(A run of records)
########
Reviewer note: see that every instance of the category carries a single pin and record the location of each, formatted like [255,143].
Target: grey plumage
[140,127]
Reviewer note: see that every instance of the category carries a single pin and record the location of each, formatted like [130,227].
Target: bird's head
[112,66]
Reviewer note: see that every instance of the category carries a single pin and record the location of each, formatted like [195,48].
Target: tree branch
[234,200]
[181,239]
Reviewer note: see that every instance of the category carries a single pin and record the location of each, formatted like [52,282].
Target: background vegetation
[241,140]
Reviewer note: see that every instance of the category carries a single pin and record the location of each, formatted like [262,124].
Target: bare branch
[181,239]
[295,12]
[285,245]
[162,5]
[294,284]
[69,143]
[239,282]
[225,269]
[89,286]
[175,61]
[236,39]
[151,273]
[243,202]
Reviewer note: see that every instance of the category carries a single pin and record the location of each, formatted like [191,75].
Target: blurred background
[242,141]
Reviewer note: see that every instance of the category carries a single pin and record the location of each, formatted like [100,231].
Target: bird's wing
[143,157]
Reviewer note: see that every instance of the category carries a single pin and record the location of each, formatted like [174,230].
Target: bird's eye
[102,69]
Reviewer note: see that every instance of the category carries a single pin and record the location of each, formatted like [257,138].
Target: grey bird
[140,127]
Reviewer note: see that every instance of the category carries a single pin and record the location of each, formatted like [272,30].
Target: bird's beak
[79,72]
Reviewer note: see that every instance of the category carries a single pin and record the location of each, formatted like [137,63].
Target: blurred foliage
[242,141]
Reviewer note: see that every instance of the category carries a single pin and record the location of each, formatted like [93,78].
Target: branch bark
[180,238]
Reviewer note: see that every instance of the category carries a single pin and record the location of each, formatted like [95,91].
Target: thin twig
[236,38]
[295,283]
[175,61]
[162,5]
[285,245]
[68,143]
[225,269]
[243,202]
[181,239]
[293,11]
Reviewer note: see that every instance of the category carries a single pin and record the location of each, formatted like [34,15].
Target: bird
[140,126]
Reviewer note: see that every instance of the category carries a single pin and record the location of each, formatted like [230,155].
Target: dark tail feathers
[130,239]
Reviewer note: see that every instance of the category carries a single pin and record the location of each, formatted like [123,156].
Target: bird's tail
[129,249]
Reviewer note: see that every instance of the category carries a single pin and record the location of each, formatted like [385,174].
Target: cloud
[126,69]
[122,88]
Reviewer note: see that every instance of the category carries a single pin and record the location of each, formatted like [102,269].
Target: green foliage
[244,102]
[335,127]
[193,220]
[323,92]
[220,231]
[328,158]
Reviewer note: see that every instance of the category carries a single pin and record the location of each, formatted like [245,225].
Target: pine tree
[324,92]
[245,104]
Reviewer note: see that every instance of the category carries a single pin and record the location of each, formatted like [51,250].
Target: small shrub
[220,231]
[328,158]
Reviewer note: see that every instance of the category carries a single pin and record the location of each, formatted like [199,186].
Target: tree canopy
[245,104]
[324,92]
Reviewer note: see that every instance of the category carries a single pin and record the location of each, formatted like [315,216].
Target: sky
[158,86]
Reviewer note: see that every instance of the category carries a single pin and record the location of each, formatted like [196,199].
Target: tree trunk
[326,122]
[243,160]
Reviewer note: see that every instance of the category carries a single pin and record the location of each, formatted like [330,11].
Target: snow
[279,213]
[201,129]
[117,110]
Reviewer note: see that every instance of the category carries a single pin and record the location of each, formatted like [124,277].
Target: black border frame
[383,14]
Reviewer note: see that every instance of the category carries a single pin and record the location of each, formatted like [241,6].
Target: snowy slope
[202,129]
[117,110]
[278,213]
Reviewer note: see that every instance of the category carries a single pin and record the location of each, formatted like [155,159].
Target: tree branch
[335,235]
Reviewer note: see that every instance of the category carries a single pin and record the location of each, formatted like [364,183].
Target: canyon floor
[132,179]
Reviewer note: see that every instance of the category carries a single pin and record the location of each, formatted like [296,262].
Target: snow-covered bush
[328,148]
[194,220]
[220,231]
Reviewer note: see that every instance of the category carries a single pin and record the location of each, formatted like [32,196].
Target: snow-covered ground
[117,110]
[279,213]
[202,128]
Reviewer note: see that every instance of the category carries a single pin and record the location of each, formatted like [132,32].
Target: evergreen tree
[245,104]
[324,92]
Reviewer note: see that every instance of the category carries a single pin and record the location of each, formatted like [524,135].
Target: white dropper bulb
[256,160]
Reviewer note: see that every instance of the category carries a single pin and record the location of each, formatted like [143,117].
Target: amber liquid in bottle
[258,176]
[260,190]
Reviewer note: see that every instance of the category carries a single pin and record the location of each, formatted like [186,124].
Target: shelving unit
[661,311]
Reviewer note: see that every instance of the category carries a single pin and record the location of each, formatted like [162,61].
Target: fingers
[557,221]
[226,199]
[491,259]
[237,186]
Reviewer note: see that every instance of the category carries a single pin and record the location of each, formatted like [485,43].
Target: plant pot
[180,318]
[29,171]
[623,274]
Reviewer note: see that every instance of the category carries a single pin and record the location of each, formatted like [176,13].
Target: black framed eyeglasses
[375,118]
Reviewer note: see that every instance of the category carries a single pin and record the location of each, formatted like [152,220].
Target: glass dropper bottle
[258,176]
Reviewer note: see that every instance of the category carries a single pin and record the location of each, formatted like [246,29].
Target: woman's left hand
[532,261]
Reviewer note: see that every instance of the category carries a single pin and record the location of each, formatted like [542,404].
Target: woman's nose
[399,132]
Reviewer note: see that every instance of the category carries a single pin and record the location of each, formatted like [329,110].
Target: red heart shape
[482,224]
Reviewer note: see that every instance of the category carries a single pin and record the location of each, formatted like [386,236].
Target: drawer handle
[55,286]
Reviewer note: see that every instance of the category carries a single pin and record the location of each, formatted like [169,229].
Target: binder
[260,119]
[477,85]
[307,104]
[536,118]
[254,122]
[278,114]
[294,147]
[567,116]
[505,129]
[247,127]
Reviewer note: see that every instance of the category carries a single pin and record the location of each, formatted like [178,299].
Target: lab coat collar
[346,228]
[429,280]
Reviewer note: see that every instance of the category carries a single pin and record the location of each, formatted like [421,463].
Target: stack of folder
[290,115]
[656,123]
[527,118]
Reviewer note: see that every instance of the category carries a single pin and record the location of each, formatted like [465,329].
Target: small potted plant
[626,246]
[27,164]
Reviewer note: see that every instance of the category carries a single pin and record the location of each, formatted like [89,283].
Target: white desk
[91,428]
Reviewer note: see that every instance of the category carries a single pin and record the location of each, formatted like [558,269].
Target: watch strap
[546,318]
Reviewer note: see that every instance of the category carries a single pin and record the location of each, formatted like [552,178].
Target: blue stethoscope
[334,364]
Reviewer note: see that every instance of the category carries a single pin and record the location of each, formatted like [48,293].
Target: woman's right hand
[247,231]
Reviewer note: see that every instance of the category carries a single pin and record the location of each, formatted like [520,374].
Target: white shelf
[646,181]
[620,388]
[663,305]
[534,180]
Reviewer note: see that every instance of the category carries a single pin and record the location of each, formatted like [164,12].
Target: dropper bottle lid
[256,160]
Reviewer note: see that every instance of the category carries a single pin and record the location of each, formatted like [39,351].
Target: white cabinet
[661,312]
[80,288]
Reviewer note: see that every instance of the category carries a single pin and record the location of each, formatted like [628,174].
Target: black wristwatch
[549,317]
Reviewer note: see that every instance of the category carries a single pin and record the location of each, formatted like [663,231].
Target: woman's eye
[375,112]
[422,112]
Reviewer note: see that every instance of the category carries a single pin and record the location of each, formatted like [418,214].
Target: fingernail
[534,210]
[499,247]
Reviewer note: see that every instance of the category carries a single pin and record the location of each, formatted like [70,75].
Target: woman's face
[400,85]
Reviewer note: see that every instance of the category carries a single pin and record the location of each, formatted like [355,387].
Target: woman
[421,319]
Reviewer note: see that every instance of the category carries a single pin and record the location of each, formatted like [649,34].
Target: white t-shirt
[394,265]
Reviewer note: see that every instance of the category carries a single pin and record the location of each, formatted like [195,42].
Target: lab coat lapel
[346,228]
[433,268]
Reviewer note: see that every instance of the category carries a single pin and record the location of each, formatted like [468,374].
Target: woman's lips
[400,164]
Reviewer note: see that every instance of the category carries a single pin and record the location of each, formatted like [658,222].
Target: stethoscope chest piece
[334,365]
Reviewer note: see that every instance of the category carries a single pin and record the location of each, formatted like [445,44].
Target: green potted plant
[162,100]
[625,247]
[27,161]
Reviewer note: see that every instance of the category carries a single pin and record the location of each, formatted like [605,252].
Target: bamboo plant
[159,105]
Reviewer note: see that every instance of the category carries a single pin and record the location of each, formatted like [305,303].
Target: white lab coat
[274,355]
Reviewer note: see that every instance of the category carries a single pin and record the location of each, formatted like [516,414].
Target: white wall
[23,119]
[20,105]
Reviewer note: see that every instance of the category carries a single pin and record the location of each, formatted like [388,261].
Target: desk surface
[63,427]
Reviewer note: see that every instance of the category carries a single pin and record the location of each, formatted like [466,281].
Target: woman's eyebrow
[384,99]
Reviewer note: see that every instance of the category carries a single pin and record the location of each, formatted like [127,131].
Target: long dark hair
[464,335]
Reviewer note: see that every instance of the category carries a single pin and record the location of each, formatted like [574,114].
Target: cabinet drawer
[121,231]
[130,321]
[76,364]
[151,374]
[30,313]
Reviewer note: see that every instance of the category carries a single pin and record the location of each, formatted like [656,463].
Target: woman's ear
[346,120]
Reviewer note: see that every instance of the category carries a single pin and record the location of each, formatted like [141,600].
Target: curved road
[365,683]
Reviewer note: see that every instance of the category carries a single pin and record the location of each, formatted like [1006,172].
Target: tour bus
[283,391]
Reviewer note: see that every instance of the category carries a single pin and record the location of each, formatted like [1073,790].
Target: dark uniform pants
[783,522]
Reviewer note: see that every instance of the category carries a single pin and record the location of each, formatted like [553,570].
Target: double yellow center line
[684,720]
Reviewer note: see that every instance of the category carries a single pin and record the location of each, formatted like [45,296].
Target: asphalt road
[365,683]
########
◆ **Given exercise**
Starting from the line with "formatted like [127,131]." and ending with the final line of the data, quote every line exactly, both ends included.

◆ **Task output**
Reviewer note: see that every instance of the category carries a single pin and record the location of each, formatted like [127,131].
Target: long dark hair
[464,335]
Reviewer note: see that every instance of the category carries a single pin and record the location of each, formatted like [574,114].
Target: cabinet drawer
[121,231]
[130,321]
[76,364]
[151,374]
[30,313]
Reviewer note: see that every instance of the category carries a single pin and record the location of each, formatted like [656,463].
Target: woman's ear
[346,120]
Reviewer note: see that every instance of the category carries a single pin and record the location of each, formatted like [141,600].
Target: curved road
[365,683]
Reviewer note: see that every instance of the category carries a single pin and record the location of each, formatted like [1006,172].
Target: tour bus
[283,391]
Reviewer note: see that every instance of the category carries a single pin and record the location of each, formatted like [1073,790].
Target: dark uniform pants
[783,522]
Reviewer note: see that every instance of the category carries a single pin and record the location of each, formatted like [553,570].
Target: double yellow center line
[684,720]
Reviewer note: see that every instance of the category carries a single pin and record the location of each, formatted like [45,296].
Target: asphalt road
[365,683]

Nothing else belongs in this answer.